== Reading text

Visitors to Door County may be jarred by the new welcome mat they find as they cross Sturgeon Bay’s Bayview Bridge.

Waiting for them along the Hwy 42/57 bypass is a new line of industrial, rust-colored transmission towers installed by the American Transmission Company (ATC).

The huge rust-colored power poles that rose along Highway 42/57 in Sturgeon Bay also raised a lot of questions this summer. The new line will double electrical capacity to Northern Door.

The new $25 million, 138,000 volt transmission line will connect the canal substation in Sturgeon Bay to the Dunn Road substation in the town of Sevastopol, When completed, it will double the capacity of the old 69,000 volt line that runs along the same corridor, shoring up electric service to Northern Door, said ATC Communications Consultant Jackie Olson.

The new infrastructure towers over the existing line.

“They’re built to that height to provide the proper clearance between the 69,000 volt line and the 138,000 volt line,” Olson said. She said the towers are designed to be less obtrusive on the landscape than the old 4-post, lattice-style steel towers that were once standard.

====

_Required tasks_
A – In the transmission line article, which two substations will the new line connect?
B – Repeat the transmission line article word for word from "Waiting for them" to "to Northern Door.".
Work only from the transmission line article when you respond.

== Data supplied

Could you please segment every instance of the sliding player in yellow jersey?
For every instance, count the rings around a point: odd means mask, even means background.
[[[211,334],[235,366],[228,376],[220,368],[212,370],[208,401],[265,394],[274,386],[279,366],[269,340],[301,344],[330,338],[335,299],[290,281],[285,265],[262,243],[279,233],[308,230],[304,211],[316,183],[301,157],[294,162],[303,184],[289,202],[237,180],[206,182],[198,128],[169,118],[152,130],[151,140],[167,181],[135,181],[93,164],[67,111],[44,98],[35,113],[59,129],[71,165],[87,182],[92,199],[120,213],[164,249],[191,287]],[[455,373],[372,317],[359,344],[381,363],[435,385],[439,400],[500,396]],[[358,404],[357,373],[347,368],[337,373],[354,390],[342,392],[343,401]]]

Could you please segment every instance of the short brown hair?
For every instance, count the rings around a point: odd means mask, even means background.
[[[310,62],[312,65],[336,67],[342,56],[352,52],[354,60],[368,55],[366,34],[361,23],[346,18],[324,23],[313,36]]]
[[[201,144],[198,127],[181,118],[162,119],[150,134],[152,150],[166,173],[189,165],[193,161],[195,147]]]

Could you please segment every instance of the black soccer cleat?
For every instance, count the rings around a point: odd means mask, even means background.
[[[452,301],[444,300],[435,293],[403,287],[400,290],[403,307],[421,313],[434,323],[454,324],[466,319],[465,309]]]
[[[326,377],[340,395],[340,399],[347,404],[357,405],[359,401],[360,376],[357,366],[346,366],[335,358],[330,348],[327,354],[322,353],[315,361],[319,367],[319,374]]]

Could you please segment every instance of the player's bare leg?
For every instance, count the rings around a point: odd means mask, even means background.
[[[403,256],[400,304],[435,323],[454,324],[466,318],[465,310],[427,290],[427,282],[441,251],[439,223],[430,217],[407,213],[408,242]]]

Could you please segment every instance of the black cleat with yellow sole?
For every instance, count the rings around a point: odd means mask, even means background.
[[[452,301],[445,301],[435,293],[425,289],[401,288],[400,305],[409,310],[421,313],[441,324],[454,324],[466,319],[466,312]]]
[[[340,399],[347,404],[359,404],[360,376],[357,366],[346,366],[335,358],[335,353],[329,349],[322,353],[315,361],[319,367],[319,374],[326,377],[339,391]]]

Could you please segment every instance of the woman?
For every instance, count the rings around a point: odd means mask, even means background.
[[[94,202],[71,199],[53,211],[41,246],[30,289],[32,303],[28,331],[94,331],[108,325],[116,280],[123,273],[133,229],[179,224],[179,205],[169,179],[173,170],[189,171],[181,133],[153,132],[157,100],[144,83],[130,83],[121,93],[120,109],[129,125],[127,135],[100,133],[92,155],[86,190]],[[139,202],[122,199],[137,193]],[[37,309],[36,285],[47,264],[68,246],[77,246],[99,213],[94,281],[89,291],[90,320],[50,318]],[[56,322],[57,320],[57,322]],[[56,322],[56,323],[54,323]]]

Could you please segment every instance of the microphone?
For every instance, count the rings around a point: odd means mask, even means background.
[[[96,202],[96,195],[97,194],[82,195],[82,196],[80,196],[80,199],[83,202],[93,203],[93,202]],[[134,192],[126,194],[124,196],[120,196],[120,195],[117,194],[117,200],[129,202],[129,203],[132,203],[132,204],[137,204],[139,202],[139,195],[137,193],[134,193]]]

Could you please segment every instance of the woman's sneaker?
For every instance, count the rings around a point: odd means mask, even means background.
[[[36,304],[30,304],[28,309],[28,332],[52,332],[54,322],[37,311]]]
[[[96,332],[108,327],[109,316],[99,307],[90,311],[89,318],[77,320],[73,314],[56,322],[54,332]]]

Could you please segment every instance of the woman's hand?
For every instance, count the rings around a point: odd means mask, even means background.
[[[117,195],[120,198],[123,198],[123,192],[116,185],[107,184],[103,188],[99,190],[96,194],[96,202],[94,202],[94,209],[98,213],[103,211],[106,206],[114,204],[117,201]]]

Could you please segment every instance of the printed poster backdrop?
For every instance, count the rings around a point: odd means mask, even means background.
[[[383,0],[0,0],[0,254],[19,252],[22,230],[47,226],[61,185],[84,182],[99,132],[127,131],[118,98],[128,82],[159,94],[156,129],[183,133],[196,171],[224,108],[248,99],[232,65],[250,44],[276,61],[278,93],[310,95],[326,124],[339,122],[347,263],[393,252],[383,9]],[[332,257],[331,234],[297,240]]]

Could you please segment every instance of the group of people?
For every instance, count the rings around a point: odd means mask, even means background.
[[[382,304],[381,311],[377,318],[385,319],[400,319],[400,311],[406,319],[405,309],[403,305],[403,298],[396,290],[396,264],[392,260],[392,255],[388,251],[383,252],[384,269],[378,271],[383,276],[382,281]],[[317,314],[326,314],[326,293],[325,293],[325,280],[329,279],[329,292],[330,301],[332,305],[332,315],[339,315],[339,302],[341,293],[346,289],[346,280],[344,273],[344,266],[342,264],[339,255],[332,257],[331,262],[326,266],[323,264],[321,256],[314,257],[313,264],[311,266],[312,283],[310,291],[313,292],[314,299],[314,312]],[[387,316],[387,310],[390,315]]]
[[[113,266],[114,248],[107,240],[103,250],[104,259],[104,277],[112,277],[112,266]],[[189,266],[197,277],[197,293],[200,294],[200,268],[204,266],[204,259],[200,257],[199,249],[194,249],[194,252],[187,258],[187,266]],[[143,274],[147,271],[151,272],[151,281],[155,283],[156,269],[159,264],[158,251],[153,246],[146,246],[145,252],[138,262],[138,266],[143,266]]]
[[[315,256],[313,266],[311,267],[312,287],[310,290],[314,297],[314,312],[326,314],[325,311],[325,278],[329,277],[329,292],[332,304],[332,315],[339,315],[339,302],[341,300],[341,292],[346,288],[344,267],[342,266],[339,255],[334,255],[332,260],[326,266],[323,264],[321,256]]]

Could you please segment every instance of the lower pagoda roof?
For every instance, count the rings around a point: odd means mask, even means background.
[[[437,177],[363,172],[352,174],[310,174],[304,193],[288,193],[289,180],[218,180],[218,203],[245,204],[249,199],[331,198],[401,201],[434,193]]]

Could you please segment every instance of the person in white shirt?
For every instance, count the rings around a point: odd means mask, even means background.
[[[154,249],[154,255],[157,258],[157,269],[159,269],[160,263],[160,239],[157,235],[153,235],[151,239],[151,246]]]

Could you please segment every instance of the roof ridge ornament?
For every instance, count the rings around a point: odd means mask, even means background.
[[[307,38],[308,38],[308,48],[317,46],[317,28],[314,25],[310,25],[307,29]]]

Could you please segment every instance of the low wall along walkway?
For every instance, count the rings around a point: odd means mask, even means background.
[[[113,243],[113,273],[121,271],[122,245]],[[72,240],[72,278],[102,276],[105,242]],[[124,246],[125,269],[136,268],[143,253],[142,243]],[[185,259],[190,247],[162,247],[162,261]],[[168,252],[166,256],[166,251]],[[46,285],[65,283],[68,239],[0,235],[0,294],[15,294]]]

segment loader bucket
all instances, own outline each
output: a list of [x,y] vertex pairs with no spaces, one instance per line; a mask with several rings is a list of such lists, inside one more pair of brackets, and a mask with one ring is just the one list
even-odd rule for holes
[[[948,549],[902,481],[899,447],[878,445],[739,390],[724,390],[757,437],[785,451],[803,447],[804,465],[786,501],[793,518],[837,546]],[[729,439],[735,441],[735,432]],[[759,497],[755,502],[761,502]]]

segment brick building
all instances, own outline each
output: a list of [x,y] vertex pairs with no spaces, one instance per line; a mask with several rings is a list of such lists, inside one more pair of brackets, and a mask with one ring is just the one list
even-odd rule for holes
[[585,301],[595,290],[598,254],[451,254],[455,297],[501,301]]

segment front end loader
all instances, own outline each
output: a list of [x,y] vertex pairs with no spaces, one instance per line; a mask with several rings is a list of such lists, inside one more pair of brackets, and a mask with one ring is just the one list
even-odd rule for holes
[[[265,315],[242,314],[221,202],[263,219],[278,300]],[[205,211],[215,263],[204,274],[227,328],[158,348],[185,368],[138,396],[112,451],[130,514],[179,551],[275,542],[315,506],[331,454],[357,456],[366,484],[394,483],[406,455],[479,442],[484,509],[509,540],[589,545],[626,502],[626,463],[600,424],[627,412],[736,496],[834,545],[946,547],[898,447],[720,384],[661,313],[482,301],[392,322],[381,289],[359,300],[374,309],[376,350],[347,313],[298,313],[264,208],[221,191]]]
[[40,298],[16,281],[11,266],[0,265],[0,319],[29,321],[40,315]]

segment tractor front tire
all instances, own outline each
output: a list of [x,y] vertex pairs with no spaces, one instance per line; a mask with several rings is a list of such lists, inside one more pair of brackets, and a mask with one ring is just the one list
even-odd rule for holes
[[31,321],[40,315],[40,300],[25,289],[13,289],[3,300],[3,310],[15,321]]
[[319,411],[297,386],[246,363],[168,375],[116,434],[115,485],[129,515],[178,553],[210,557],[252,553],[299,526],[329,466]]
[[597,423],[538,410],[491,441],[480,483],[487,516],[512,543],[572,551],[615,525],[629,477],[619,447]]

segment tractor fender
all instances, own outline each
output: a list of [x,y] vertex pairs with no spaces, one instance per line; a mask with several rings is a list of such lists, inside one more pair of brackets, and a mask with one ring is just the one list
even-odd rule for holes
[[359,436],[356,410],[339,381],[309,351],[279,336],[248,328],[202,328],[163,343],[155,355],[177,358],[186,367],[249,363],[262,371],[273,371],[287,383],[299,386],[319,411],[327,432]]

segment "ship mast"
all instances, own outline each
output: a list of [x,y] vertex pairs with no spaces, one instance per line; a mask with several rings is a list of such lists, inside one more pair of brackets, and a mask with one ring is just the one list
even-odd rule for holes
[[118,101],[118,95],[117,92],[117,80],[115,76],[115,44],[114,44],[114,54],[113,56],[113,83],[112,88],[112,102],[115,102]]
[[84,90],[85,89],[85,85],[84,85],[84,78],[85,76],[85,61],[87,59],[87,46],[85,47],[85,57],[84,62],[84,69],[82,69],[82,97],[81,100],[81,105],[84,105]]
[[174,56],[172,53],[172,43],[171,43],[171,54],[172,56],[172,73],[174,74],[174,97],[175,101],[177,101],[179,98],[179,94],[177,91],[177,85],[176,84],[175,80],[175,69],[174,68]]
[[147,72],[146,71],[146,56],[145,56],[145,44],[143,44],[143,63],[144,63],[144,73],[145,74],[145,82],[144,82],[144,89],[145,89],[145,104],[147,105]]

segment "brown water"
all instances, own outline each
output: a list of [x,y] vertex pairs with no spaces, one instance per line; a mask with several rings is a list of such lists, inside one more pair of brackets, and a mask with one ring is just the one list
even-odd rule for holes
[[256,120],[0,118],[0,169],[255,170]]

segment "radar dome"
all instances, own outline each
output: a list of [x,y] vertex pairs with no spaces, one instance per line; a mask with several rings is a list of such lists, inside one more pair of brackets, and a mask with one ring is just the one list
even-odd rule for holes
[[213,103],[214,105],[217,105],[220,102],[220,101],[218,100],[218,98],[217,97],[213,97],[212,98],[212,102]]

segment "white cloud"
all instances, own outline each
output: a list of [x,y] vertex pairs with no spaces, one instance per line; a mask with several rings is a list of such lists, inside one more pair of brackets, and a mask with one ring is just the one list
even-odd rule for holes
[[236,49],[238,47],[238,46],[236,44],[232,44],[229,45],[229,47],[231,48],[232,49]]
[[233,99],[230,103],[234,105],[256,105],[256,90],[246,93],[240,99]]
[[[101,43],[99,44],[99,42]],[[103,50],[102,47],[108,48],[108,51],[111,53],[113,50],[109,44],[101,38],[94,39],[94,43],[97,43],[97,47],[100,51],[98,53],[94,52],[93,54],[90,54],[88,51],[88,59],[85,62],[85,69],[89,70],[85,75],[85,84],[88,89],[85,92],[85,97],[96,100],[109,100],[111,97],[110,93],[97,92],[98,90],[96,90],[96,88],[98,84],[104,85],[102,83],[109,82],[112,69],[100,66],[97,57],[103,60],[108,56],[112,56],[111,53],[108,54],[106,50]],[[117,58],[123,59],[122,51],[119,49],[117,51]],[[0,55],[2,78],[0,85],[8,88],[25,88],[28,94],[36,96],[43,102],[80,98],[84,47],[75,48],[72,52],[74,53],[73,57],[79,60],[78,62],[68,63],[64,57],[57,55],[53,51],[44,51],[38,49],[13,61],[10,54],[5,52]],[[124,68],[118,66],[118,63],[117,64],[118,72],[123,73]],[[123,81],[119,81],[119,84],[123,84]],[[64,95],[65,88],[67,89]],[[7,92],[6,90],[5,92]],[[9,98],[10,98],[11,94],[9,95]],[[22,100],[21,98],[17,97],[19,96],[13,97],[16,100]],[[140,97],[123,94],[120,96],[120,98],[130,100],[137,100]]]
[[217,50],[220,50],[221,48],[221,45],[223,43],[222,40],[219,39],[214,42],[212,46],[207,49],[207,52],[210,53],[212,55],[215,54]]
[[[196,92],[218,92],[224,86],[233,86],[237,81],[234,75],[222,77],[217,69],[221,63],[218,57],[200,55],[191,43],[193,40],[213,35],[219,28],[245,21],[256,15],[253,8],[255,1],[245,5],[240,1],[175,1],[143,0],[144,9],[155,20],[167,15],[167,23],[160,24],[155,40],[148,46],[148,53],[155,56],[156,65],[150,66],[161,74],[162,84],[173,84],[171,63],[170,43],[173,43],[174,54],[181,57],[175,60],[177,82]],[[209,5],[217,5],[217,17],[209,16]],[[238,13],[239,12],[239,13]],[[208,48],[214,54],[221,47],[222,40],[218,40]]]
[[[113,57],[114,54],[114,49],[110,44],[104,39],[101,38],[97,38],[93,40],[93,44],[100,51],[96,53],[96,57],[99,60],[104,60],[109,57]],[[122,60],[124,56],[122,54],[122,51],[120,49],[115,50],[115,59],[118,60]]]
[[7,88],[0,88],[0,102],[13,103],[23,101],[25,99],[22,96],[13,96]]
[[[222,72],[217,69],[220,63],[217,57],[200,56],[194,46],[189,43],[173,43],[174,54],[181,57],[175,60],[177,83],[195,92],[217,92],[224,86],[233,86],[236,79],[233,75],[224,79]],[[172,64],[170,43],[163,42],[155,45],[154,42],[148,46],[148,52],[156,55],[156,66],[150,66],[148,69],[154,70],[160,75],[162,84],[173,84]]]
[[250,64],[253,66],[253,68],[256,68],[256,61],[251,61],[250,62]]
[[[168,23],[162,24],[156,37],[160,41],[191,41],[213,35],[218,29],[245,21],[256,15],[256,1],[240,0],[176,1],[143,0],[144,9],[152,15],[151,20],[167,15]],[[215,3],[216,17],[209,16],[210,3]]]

====

_The replies_
A – The canal substation in Sturgeon Bay and the Dunn Road substation in the town of Sevastopol.

B –
Waiting for them along the Hwy 42/57 bypass is a new line of industrial, rust-colored transmission towers installed by the American Transmission Company (ATC).

The huge rust-colored power poles that rose along Highway 42/57 in Sturgeon Bay also raised a lot of questions this summer. The new line will double electrical capacity to Northern Door.